» **Document**
━━━━━━

Our algorithm starts with the above two possible initial $A D D_{-} S E T s$. Then it will search for word-level adders using an efficient bit-level representation of adders. As soon as the first adder is extracted, one of the above ADD_SETs, which does not match the extracted adder, will be eliminated and the algorithm carries on with the other $A D D \_S E T$.

### 4.2.3 Example

Consider $F=A \times B+3 \times C=P_{1}+P_{2}+P_{3}+P_{4}+C+2 \times C$, where $A, B$ and $C$ are 4 -bit unsigned integer vectors and $P_{i}$ is a partial product vector, i.e., $P_{i}=A_{i} * B_{i}$. The algorithm starts with a set of vectors for the addition network, called $A D D \_S E T$. In this example the initial $A D D_{-} S E T$ is $\left\{P_{1}, P_{2}, P_{3}, P_{4}, C, 2 C\right\}$. Then a first-level XOR search will be executed to extract all the XOR terms, while their input signals are from the $A D D-S E T$. Each extracted XOR term may refer to a word-level adder with respect to its input signals. In this way the extracted XOR terms will be categorized into some groups, in which each group refers to a specific word-level adder. Generally we can represent each word-level addition in an $A D D S E T$ by the Bit-Level Adder (BLA) schematic in Fig. 4. If $X_{1}$ and $X_{2}$ are unsigned integers, we have:

$$
\begin{align*}
& k=L S B \_P O S\left(X_{2}\right)-L S B \_P O S\left(X_{1}\right)  \tag{6}\\
& F A \_N U M=M S B \_P O S\left(X_{1}\right)-L S B \_P O S\left(X_{2}\right)  \tag{7}\\
& H A \_N U M=M S B \_P O S\left(X_{2}\right)-\operatorname{MSB\_ POS}\left(X_{1}\right) \tag{8}
\end{align*}
$$

Where $H A \_N U M$ and $F A \_N U M$ are the number of halfadders and full-adders in the BLA representation of $X_{1}+X_{2}$ and $L S B / M S B \_P O S\left(X_{i}\right)$ gives the Least/Most-significant bit position of $X_{i}$. Also we have:

$$
\begin{align*}
& L S B \_P O S\left(X_{1}+X_{2}\right) \\
& \quad=\min \left\{L S B \_P O S\left(X_{1}\right), L S B \_P O S\left(X_{2}\right)\right\}  \tag{9}\\
& M S B \_P O S\left(X_{1}+X_{2}\right) \\
& \quad=\max \left\{M S B \_P O S\left(X_{1}\right), M S B \_P O S\left(X_{2}\right)\right\}+\varepsilon \tag{10}
\end{align*}
$$

If adding $X_{1}$ and $X_{2}$, results in a carry overflow, $\varepsilon$ in (10) will be equal to " 1 ", otherwise it would be zero.

After the first-level XOR extraction and categorizing them based on their references adder representation in Fig. 4, the number of XOR terms in each category must be equal to $F A \_N U M+1$. Therefore, if this condition is true,


Fig. 4 BLA representation.

━━━━━━

» **Objective 1**
Reproduce the stretch of the adder-extraction passage from "After the first-level" through "4 BLA representation.".

Source records:
━━━━━━

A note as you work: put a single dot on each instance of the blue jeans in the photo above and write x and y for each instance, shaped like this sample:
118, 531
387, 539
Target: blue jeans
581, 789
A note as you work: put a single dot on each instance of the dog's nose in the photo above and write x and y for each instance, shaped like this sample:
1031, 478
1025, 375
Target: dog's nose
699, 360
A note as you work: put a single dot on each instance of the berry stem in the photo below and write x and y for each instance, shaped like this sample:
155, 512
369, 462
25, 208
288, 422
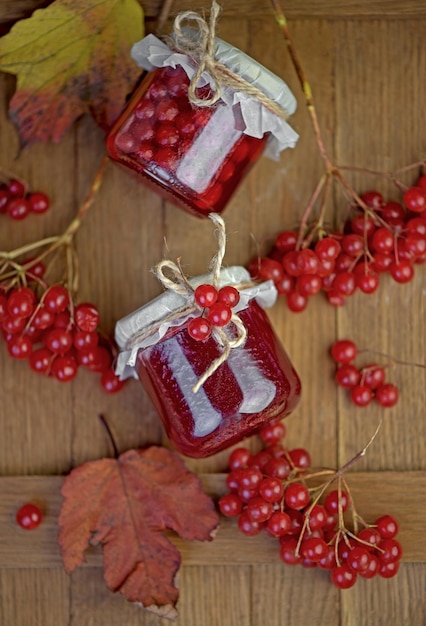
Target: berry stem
308, 209
306, 88
110, 435
51, 244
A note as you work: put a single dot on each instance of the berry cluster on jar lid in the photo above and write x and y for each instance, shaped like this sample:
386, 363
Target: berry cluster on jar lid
389, 237
55, 335
217, 305
365, 383
268, 492
18, 203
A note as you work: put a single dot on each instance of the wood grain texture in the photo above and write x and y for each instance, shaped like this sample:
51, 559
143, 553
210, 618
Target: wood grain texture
365, 62
373, 493
11, 10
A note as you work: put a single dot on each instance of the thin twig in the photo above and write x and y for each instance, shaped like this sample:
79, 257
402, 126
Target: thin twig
110, 435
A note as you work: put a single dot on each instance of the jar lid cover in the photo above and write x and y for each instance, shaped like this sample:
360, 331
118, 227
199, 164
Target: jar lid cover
256, 120
166, 303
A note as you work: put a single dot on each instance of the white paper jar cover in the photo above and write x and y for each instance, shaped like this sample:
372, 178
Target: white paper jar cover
256, 384
197, 156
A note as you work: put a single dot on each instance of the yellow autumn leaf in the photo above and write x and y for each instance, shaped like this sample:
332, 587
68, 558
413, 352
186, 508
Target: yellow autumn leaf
71, 58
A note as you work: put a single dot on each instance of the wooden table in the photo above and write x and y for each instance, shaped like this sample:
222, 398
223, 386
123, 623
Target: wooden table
366, 62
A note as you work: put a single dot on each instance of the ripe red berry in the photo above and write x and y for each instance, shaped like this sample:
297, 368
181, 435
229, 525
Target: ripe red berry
327, 248
314, 549
219, 314
56, 299
205, 295
18, 208
415, 199
239, 458
29, 516
40, 360
278, 524
361, 395
110, 382
199, 328
230, 505
344, 351
387, 526
373, 375
21, 302
271, 489
300, 458
296, 301
347, 376
296, 496
16, 188
228, 295
272, 433
20, 347
248, 526
387, 395
86, 316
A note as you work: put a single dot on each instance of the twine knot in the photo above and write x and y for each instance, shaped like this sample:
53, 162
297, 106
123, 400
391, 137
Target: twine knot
201, 48
180, 284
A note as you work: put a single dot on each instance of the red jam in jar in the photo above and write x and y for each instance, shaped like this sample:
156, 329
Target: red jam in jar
194, 156
256, 384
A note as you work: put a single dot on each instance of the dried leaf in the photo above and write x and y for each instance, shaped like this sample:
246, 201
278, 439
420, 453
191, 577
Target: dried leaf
72, 57
124, 504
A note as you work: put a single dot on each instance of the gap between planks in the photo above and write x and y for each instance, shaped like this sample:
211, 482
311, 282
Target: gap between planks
12, 10
375, 494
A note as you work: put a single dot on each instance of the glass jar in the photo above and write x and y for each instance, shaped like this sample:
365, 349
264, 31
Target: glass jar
256, 384
196, 156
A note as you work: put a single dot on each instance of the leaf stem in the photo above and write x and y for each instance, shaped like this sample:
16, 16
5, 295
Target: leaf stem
110, 435
306, 88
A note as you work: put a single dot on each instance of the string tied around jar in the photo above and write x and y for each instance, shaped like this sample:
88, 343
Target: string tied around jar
178, 283
201, 48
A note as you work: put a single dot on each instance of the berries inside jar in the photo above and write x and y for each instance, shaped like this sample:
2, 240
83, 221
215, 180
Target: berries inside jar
194, 155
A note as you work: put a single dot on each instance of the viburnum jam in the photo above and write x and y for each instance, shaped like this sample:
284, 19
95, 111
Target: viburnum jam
255, 385
193, 155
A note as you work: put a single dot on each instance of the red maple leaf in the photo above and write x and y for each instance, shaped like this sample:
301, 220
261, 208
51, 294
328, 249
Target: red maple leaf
70, 58
124, 504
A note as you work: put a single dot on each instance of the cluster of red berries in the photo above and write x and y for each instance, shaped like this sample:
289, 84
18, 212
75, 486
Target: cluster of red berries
364, 383
268, 492
29, 516
54, 334
218, 305
18, 203
385, 238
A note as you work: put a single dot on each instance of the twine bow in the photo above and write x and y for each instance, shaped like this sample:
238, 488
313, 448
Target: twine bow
201, 48
176, 281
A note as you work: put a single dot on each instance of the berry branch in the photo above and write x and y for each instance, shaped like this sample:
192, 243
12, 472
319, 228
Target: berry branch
44, 322
269, 491
376, 236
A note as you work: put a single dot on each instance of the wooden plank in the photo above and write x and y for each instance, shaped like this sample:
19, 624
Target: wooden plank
377, 321
278, 597
375, 493
393, 602
92, 601
29, 597
11, 10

━━━━━━

» **Objective 2**
Count the lines of the records that contain the string "twig", and reply with only the number.

» **Correct output 1**
After the first-level XOR extraction and categorizing them based on their references adder representation in Fig. 4, the number of XOR terms in each category must be equal to $F A \_N U M+1$. Therefore, if this condition is true,


Fig. 4 BLA representation.

» **Correct output 2**
2